Bost said seniority in the House is important. “[It] allows you the opportunity to get the experience around here and then become respected with the other members. I’m actually now also trained for this next run to be chairman of the entire V.A.” 

DE: Is there anything you’re working on right now that you feel you won’t have a chance to get accomplished unless you’re re-elected?

“I believe voters will send me back. That said, my top priority, and it has to be, is trying to deal with COVID: start finding the vaccine, help our communities and businesses come back stronger than ever. We also need to get our kids back to school, and get them back safely. With the PPP (paycheck protection program) loans 10,000 businesses in my district have received over one billion dollars in loans,” Bost said.

Boat said he and the Republican Party’s “agenda” would be to rebuild the country following the COVID-19 crisis.

DE: One of the main issues your campaign covers is “simplifying” the tax code, as well as putting a stop to rising taxes. With the current situation involving COVID, and the amount of spending going towards relief, is it possible to not increase taxes?

Required work:
- A) In the interview with Bost, how many businesses in his district have received PPP loans?
- B) Carry the interview with Bost forward from its final question about taxes.

Data extracts:
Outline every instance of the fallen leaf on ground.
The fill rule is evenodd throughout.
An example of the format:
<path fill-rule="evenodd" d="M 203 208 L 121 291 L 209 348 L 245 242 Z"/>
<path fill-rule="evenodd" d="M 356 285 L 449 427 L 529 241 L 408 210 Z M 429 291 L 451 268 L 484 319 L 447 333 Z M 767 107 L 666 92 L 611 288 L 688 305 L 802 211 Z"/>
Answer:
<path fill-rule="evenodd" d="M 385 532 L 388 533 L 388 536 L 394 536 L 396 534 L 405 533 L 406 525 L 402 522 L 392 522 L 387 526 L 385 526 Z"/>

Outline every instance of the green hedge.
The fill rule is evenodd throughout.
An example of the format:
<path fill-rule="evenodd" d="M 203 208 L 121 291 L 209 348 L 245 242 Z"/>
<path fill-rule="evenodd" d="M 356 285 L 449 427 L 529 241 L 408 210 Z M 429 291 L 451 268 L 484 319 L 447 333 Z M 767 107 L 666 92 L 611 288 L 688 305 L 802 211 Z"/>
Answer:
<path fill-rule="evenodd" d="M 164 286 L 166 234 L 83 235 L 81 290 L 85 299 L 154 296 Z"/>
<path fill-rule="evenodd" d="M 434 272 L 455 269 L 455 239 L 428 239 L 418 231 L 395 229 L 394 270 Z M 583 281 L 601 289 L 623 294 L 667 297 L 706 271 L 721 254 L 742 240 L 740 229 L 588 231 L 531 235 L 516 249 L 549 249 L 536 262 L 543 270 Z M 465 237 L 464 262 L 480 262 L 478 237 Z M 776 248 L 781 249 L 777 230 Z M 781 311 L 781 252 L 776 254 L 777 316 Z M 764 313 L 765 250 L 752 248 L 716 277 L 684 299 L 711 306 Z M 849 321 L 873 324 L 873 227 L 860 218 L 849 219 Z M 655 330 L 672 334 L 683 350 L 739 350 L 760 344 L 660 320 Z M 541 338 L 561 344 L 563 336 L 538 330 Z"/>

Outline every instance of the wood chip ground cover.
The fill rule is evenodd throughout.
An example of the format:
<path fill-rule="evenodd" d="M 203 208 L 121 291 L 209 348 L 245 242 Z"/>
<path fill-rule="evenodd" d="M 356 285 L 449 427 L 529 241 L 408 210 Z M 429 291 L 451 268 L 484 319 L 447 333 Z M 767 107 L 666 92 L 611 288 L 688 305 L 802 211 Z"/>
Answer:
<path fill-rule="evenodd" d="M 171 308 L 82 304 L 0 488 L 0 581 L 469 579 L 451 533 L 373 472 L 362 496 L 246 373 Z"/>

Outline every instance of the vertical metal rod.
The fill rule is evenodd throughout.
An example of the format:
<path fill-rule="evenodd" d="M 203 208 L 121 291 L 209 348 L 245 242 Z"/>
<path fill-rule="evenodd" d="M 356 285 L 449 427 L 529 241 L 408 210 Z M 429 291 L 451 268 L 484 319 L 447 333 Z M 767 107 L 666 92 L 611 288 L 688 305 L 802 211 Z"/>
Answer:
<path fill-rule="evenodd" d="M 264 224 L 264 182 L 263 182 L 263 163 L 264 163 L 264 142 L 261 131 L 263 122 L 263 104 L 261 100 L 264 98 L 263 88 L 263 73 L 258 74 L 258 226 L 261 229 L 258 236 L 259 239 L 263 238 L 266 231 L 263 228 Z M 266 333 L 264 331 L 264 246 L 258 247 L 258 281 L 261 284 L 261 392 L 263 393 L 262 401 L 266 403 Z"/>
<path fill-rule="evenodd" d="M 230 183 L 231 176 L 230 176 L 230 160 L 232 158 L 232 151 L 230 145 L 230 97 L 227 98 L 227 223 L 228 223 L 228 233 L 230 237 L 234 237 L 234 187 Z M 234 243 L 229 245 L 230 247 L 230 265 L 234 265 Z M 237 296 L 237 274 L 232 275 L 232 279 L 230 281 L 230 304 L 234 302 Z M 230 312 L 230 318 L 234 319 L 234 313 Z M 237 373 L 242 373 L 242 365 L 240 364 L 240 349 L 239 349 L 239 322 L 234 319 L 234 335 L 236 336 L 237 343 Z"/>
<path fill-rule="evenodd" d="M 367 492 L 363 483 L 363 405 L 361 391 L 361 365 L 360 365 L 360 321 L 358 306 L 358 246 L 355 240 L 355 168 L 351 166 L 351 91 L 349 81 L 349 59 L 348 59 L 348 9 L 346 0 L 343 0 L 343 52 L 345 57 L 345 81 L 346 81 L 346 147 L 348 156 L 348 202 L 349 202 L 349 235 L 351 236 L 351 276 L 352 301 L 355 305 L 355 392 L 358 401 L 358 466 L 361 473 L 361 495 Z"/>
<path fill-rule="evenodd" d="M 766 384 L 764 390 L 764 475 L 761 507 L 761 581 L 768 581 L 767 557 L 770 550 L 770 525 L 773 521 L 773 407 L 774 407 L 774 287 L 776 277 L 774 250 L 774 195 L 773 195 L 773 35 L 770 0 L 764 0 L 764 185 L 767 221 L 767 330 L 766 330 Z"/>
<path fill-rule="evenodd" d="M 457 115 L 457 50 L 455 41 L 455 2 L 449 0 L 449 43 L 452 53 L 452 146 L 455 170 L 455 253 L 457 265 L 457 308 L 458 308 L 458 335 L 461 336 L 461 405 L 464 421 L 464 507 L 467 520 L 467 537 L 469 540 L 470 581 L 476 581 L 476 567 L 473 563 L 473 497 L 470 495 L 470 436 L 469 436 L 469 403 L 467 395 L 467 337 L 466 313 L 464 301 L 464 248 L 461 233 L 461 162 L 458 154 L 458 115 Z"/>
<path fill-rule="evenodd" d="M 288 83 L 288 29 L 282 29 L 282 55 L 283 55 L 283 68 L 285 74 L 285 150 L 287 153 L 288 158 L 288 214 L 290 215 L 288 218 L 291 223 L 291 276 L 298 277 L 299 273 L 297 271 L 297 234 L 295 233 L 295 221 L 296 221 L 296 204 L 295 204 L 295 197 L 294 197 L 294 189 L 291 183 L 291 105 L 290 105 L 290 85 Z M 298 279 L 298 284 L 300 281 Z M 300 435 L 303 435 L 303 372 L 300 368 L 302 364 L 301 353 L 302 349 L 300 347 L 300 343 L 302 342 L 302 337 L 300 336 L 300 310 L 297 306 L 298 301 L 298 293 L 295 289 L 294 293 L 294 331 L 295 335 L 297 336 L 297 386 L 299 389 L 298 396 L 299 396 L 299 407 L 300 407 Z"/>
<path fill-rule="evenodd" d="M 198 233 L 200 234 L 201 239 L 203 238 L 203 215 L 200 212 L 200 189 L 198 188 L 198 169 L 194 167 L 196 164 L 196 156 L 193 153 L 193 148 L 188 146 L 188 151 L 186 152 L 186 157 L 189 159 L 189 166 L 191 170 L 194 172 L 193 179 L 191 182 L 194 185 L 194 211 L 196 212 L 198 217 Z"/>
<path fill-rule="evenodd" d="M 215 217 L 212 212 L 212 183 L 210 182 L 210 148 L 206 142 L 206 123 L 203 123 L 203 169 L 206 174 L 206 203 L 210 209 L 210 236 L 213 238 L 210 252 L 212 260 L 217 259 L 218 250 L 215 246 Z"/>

Expected responses:
- A) 10,000 businesses.

- B)
“Sure. This is where a lot of people get confused on that. It’s [the economy] like a horse waiting to start the race and we’re holding back on the reins because of COVID, but now when it’s time to release it, it’s going to come roaring back. Raising taxes stifles economic growth, and we proved that by what we did before COVID and how the economy was booming to allow us to compete in a world market,” Bost said.    

DE: In 2020 you’re sharing the ticket with a few other candidates, can you give us your opinion on some of these other races happening in Illinois?

 “It’s a different time for campaigns. The reason why I say that it’s a different type of campaign where you used to be able to go out and go door to door and do major events and all of that. Now you do virtual events, but you’re not having the big crowds because of the concern, of course. And I also know what the COVID virus is doing in the particular area that you might be campaigning. It’s a different time,” Bost said.

Bost said Republicans are currently working to gain a foothold in congressional districts around Chicago.

DE: Also on the Illinois ballot is a vote to repeal the state constitution’s law barring a graduated scale tax. What is your opinion of this measure?

“I am and will advise everyone to vote no. They say, ‘oh, no, it only affects the rich’ no, it doesn’t. It is a tax increase on everyone. But it’s up to the voters to make the decision,” Bost said.

Bost said what the state legislature does not mention in the measure’s campaign is the ability for the state to create ‘sudden tax increases.’

I’m encouraging people to make sure that they hold their representatives responsible and make sure that they balance the budget like we’re supposed to do,” Bost said.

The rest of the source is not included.